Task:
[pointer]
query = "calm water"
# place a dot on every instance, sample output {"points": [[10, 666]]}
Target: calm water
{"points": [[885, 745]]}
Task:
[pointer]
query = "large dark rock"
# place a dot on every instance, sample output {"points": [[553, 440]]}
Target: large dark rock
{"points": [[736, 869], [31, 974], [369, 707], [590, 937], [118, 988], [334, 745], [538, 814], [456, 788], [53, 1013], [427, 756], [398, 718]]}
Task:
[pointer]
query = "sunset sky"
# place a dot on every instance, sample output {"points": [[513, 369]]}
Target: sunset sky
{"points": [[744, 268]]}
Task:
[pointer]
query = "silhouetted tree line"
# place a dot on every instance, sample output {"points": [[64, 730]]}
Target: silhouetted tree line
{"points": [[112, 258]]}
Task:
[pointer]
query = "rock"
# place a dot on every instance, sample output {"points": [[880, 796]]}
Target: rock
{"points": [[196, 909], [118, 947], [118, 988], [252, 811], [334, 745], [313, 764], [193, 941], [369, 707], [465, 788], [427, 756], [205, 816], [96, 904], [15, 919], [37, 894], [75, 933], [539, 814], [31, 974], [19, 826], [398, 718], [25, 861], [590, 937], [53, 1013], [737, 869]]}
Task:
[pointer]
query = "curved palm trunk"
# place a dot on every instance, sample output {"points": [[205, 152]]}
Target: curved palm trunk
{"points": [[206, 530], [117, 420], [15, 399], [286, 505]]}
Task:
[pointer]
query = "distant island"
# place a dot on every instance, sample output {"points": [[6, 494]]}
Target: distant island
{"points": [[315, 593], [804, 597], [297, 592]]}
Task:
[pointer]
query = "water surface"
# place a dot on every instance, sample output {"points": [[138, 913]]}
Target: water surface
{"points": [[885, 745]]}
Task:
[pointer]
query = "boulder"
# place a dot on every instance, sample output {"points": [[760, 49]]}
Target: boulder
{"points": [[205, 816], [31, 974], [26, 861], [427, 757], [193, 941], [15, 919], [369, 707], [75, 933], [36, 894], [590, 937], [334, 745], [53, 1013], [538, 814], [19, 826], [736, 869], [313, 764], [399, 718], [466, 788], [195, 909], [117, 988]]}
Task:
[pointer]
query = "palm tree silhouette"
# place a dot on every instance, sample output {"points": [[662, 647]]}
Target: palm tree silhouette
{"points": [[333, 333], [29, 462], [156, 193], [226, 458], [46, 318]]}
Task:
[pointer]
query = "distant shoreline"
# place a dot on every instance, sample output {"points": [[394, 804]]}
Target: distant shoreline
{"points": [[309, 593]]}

________________________________________

Do this: Return what is listed above, exactly and completely.

Task response:
Task:
[pointer]
query = "calm water"
# place a dot on every instance, sample output {"points": [[10, 666]]}
Target: calm water
{"points": [[885, 745]]}
Task:
[pointer]
query = "large dark rock"
# place a dot on every instance, sample output {"points": [[553, 440]]}
Target: large dark rock
{"points": [[736, 869], [31, 974], [369, 707], [590, 937], [118, 988], [334, 745], [538, 814], [456, 788], [53, 1013], [427, 756], [398, 718]]}
Task:
[pointer]
query = "sunset sky"
# place a dot on every instance, sample output {"points": [[513, 369]]}
Target: sunset sky
{"points": [[744, 268]]}
Task:
[pointer]
query = "silhouetted tree line"
# place a dot on every instance, sample output {"points": [[64, 730]]}
Target: silhouetted tree line
{"points": [[112, 258]]}
Task:
[pointer]
query = "rock"
# place a dot on every instance, sample output {"points": [[880, 796]]}
Target: rock
{"points": [[196, 909], [118, 947], [118, 988], [252, 811], [334, 745], [313, 764], [193, 941], [369, 707], [465, 788], [427, 756], [205, 816], [96, 904], [15, 919], [37, 894], [75, 933], [539, 814], [31, 974], [19, 826], [398, 718], [25, 861], [590, 937], [53, 1013], [737, 869]]}
Task:
[pointer]
query = "curved palm trunk"
# place a dot on every instance, sample output {"points": [[205, 152]]}
Target: curved palm trunk
{"points": [[206, 530], [117, 420], [15, 399], [286, 505]]}
Task:
[pointer]
query = "distant island"
# place a dot on every instance, sample output {"points": [[6, 494]]}
Target: distant island
{"points": [[315, 593], [804, 597], [297, 592]]}
Task:
[pointer]
query = "water surface"
# place a dot on every instance, sample output {"points": [[138, 913]]}
Target: water surface
{"points": [[885, 745]]}
Task:
[pointer]
query = "boulder"
# place a dot on every instance, sample output {"points": [[760, 49]]}
Target: boulder
{"points": [[205, 816], [31, 974], [26, 861], [427, 757], [193, 941], [15, 919], [369, 707], [75, 933], [36, 894], [590, 937], [334, 745], [53, 1013], [538, 814], [19, 826], [736, 869], [313, 764], [399, 718], [466, 788], [195, 909], [117, 988]]}
Task:
[pointer]
query = "palm tree silhouette"
# place a dot on every instance, sample output {"points": [[662, 647]]}
Target: palm tree silhouette
{"points": [[333, 333], [29, 462], [156, 193], [226, 458], [46, 318]]}
Task:
[pointer]
query = "distant shoreline"
# place a dot on every instance, sample output {"points": [[394, 804]]}
Target: distant shoreline
{"points": [[309, 593]]}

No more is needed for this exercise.